На коллективном уровне осуществление примирения происходит гораздо сложнее: возникает острая конфликтная ситуация между общей политической стратегией и отношением к примирению каждого обособленного индивида, чьи интересы в действительности не затрагиваются. Поэтому частичное примирение может привести к негативным последствиям, а именно, не только к возрастанию старых противоречий, но и появлению новых внутри примиряющейся стороны. Таким образом, примирение без прощения предстаёт как процесс крайне сложный и даже социально опасный.
В диссертации формулируется обобщённый концепт «прощения-примирения» представленный как процесс урегулирования острых социальных конфликтов и восстановления отношений, протекающий и на межличностном, и на коллективном уровне. Именно в «обобщённой форме» прощения-примирения реализуется предрекаемое когда-то X. Арендт наделение прощения реальным политическим действенным потенциалом.
Особенностью политического функционирования прощения-примирения предстаёт его как таковая неявленность, не позволяющая превратить «плюрализм прощения» или «множественность примирения» в правовую норму, оно избегает любого узаконивания.
Суверенная власть прощать и обусловленное стремление к восстановлению отношений, причудливо переплетаясь и не входя в противоречия друг с другом, делают невозможным заключение прощения-примирения ни в рамки демократии (потому что суверенная власть прощать в высшей степени не демократична), ни в какую-либо авторитарную систему (власть прощать свободна от исходящих «сверху» решений). Стремление к восстановлению отношений на уровне общности и с иной общностью служит фактором, препятствующим (политической) атомизации.

### СОБРАННЫЕ ДАННЫЕ
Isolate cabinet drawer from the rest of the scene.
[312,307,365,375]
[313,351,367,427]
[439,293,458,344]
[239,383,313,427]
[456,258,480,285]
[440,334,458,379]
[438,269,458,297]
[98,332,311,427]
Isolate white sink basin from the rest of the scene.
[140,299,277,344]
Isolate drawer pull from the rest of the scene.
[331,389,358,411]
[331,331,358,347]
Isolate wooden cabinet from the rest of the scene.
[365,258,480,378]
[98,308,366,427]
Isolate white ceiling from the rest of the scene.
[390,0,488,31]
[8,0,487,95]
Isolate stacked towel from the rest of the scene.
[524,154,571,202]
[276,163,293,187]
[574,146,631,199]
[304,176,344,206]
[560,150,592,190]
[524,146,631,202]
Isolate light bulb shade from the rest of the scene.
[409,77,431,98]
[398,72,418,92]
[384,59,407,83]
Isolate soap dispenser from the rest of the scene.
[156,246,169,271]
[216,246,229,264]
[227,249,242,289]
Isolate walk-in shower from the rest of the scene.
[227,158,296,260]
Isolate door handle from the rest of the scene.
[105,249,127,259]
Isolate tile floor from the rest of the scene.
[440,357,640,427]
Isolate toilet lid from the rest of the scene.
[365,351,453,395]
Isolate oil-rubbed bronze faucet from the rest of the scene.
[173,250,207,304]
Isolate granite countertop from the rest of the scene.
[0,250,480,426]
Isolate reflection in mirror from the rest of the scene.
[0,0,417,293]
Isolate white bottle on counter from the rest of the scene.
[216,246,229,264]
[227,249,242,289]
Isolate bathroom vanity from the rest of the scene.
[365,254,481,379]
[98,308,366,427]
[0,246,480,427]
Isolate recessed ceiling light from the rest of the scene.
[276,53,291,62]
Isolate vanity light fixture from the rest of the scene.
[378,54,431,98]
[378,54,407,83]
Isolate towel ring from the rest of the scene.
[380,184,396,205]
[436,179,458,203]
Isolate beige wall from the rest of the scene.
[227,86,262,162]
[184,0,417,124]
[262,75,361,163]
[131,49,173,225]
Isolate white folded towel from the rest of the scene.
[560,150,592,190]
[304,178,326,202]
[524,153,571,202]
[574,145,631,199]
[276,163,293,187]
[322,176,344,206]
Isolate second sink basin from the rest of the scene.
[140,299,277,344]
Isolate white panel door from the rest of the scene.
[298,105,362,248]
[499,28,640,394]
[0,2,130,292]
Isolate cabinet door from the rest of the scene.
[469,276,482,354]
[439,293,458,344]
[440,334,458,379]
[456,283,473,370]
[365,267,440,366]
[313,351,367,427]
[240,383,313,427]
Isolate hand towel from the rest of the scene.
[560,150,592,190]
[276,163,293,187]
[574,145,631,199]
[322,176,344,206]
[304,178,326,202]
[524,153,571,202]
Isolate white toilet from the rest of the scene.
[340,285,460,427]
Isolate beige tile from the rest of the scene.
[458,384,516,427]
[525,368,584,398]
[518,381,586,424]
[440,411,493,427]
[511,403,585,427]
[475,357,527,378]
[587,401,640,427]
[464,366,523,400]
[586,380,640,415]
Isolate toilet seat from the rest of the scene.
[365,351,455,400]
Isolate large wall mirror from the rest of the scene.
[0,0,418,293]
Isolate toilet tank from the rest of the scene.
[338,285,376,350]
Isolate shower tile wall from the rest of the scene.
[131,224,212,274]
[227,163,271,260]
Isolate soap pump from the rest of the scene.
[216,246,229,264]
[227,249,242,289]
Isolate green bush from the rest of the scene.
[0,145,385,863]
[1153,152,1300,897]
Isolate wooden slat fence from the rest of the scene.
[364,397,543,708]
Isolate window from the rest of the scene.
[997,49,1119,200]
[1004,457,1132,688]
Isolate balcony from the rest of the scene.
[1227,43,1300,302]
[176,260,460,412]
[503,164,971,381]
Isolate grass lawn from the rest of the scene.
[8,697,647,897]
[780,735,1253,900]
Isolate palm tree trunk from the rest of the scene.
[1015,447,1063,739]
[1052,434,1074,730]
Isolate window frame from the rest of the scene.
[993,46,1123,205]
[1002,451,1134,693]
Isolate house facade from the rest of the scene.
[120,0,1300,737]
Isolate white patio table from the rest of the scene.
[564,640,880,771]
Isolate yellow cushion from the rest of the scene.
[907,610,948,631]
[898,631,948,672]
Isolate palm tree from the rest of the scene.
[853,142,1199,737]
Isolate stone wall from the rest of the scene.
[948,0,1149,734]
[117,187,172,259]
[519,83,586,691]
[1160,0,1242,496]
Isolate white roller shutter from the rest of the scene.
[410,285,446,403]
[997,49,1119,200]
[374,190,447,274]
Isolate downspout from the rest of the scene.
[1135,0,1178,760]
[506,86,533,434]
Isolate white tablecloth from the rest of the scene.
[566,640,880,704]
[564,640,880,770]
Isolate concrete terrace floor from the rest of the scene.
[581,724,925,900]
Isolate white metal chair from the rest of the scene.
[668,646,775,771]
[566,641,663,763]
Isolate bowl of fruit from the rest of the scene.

### ВОПРОСЫ
A. Почему, согласно тексту о прощении и примирении, прощение-примирение нельзя заключить в рамки демократии?
B. Подхватите текст о прощении и примирении и продолжите его после последнего предложения.

### ОТВЕТЫ НИЖЕ
A. Потому что суверенная власть прощать в высшей степени не демократична.

B.
Прощение-примирение, таким образом, всё более приобретает черты внеинституционального (например, выходящего за рамки реальной государственной власти) политического процесса, способного адекватно отвечать стоящим перед обществом разноаспектным проблемам.
В Заключении подводятся итоги исследования, формулируются основные выводы и перспективы дальнейшего изучения предмета исследования. На основании имеющегося опыта прощения, как в
специальной литературе, так и на уровне индивидуальных или коллективных отношений, формируются модели «освобождения от вины», исходя из которых происходит не только интерпретация каждого конкретного акта прощения, но и определение его действенного выражения, а также социальных условий, при которых его (акта прощения) реализация является «целительной» для социального бытия.
ОСНОВНОЕ СОДЕРЖАНИЕ РАБОТЫ ОТРАЖЕНО В СЛЕДУЮЩИХ ПУБЛИКАЦИЯХ:
Статья, опубликованная в ведущем рецензируемом научном журнале, определенном ВАК:
1. Томильцева Д. А. Опыт прощения: социально-философский анализ // Известия Уральского государственного Университета, 2010, - №1 (73), Серия 3. Общественные науки. - С. 7-17 (0,7 пл.).
Другие публикации:
1. Томильцева Д. А. Искажение христианской традиции прощения: свидетель и лжесвидетель // Берестень: философско - культурологический альманах, НовГУ им. Ярослава Мудрого. - Новгород, 2008. - №2 - С. 297-300 (0,2 п.л.).
2. Томильцева Д. А. Извиняющееся общество // Неклассическое общество: векторы развития: материалы Всероссийской научно-практической, конференции ВЮИ, Каф. гуманитарных дисциплин. - Владимир, 2008. - С. 226-228 (0,2 п.л.).
3. Томильцева Д. А. Холокост: от непростительного к непростительному // Память о Холокосте: боль познания. Материалы международной науч.-практич. конференции, 17 мая 2007. Екатеринбург - Екатеринбург: Изд-во Уральского университета, 2007. - С. 96-99 (0,2 пл.).
4. Томильцева Д. А. Опыт прощения. К проблеме // Материалы XIV Международной конференции студентов, аспирантов и молодых учёных «Ломоносов»: 11-14 апреля 2007. - М.: Изд-во МГУ. - НУ.- С. 95 (0,2 п.л.).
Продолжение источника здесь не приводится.